_PROBLEM STATEMENT_
List every line in the items below that contains the string "team".
— BEGIN —
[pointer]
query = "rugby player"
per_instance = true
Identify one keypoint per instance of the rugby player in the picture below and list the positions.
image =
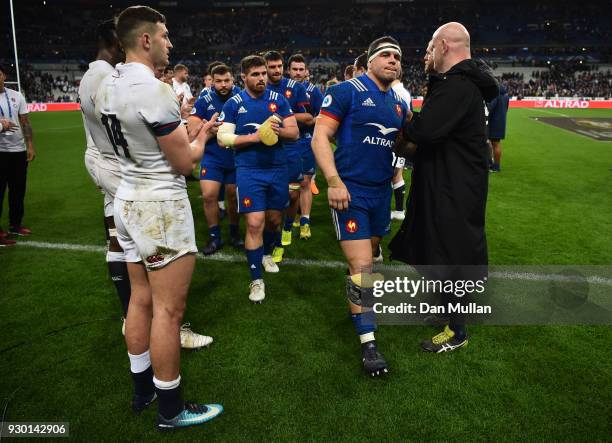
(179, 83)
(295, 93)
(141, 116)
(361, 64)
(364, 115)
(100, 160)
(256, 122)
(217, 168)
(298, 72)
(399, 187)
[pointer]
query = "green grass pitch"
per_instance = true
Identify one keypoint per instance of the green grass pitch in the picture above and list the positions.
(289, 370)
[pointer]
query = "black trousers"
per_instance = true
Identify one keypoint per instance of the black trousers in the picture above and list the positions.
(13, 172)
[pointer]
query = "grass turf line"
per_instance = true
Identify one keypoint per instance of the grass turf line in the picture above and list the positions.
(289, 369)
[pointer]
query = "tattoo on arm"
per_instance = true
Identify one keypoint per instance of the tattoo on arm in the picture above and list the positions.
(26, 128)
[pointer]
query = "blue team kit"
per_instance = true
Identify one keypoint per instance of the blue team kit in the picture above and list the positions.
(295, 93)
(261, 171)
(217, 163)
(370, 121)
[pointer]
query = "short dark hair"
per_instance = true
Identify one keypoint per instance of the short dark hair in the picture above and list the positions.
(272, 56)
(251, 61)
(106, 34)
(297, 58)
(376, 43)
(349, 70)
(131, 20)
(220, 70)
(361, 62)
(212, 66)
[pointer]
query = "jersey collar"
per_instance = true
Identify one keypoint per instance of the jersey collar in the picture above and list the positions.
(136, 67)
(369, 83)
— END —
_TASK ANSWER_
query = "blue team kit"
Identify one keypoint per instance of the blue team kit in the picture above and list the positions.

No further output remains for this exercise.